▸ **Task**
Rewrite only the lines that start at the one containing "Task: pin the common" and run through the one containing "point(719, 378)", with "common redshank" changed to "spotted redshank" and nothing else altered.
═══ Material to process
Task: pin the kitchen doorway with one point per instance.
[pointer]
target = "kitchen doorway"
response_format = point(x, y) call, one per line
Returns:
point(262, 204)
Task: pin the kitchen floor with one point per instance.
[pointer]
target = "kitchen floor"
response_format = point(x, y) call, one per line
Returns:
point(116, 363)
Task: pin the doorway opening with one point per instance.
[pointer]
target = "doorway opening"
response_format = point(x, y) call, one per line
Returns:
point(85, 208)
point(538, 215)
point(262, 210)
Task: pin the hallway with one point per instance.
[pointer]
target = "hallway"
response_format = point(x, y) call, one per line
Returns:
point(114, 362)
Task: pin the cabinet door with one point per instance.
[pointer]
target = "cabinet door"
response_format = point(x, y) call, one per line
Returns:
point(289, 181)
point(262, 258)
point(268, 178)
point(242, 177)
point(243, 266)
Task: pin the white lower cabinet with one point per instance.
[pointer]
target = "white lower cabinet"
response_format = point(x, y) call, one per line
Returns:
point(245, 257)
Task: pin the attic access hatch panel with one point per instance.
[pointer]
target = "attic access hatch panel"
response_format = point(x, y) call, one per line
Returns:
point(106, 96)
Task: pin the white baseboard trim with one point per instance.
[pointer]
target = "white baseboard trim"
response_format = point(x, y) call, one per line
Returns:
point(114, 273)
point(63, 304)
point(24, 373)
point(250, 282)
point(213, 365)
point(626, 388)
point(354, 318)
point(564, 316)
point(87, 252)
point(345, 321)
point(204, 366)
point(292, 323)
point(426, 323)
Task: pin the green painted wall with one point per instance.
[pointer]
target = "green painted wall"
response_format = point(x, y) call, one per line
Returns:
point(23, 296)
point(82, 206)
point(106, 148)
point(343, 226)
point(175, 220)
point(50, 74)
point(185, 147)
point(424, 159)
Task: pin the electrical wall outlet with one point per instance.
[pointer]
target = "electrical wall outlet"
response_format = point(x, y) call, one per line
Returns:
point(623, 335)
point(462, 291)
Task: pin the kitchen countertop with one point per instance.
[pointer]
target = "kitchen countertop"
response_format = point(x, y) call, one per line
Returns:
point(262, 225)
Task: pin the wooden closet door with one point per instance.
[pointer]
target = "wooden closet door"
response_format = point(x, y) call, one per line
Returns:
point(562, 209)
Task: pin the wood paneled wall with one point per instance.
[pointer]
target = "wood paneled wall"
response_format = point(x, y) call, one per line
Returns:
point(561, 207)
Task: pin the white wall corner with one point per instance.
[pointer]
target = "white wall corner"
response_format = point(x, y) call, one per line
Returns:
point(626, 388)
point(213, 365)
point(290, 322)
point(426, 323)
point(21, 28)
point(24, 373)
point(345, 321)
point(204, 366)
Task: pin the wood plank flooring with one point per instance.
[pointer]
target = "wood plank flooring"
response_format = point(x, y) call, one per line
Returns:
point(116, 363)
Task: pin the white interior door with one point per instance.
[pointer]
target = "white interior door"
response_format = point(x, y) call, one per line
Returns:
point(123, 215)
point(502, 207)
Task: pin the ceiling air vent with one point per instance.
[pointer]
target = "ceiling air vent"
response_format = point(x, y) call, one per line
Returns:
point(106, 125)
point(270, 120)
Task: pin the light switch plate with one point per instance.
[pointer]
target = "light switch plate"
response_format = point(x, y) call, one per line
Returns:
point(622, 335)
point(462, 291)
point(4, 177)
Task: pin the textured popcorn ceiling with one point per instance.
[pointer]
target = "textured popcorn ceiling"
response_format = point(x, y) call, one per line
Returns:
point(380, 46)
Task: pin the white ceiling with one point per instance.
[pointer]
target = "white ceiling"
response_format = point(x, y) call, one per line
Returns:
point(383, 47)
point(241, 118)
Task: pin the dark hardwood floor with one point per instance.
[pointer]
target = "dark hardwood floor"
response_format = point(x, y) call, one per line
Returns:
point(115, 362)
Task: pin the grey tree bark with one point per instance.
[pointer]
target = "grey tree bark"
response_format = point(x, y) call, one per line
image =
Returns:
══════
═══ Material to process
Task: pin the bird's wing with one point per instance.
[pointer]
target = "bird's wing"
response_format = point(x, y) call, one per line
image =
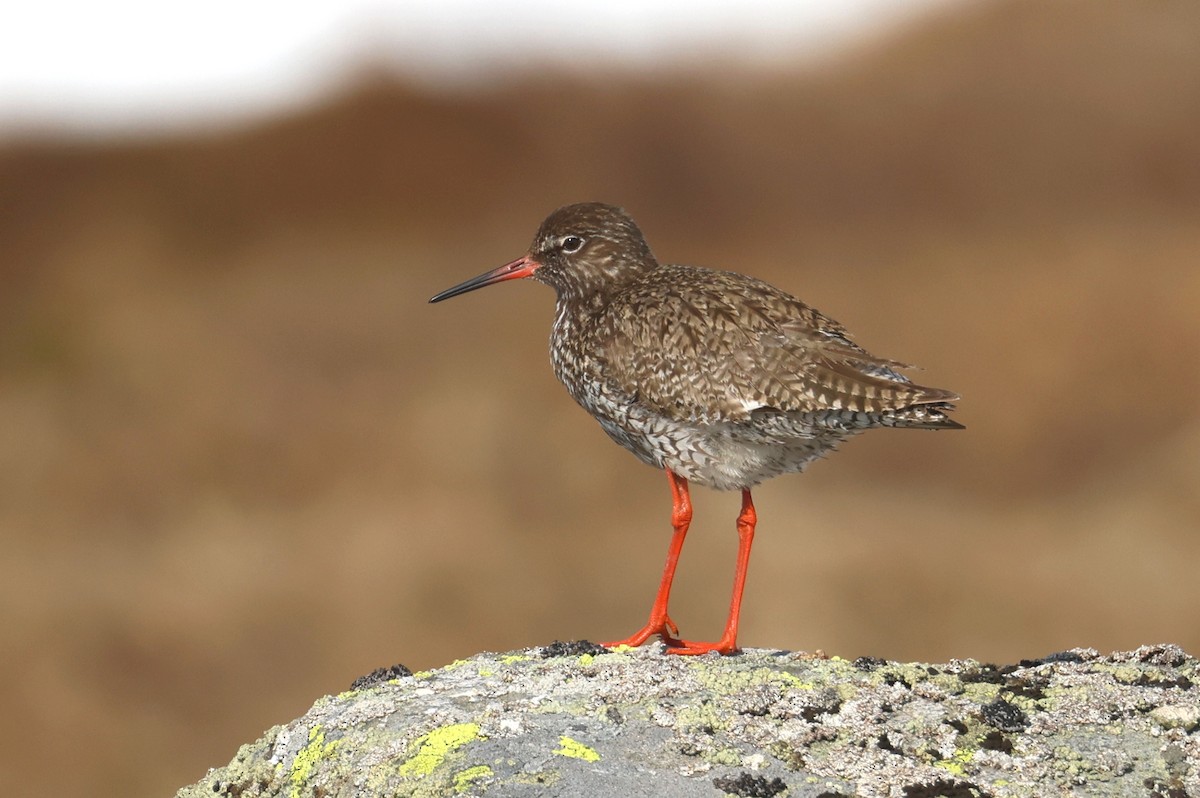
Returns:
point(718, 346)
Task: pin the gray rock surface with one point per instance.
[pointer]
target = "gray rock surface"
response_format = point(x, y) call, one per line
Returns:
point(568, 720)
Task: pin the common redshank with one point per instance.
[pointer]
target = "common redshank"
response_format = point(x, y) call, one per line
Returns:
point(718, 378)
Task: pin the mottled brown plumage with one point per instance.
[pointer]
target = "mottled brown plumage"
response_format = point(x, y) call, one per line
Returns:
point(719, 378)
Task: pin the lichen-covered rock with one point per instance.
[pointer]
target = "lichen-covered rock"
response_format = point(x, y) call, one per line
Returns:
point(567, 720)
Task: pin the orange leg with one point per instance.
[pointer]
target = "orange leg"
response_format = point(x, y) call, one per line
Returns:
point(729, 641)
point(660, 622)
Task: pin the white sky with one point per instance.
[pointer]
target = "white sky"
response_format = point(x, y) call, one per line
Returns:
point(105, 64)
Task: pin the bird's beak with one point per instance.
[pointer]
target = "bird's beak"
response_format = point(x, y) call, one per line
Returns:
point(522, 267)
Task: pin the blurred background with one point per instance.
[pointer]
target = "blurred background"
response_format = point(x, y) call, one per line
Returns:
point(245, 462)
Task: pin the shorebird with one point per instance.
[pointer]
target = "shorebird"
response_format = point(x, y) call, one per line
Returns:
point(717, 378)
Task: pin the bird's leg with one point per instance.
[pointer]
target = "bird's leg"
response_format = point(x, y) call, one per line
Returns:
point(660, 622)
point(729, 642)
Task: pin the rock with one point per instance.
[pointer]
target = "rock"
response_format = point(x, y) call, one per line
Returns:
══════
▸ **Full response**
Task: pin the spotted redshank with one point per instance.
[pointer]
target = "spotted redshank"
response_format = point(x, y) call, one per line
Returns:
point(718, 378)
Task: pin the mottled brown plumage with one point per instance.
[pointer]
target = "mottled brown plumage"
response_format = point(x, y) call, one per line
Returns:
point(719, 378)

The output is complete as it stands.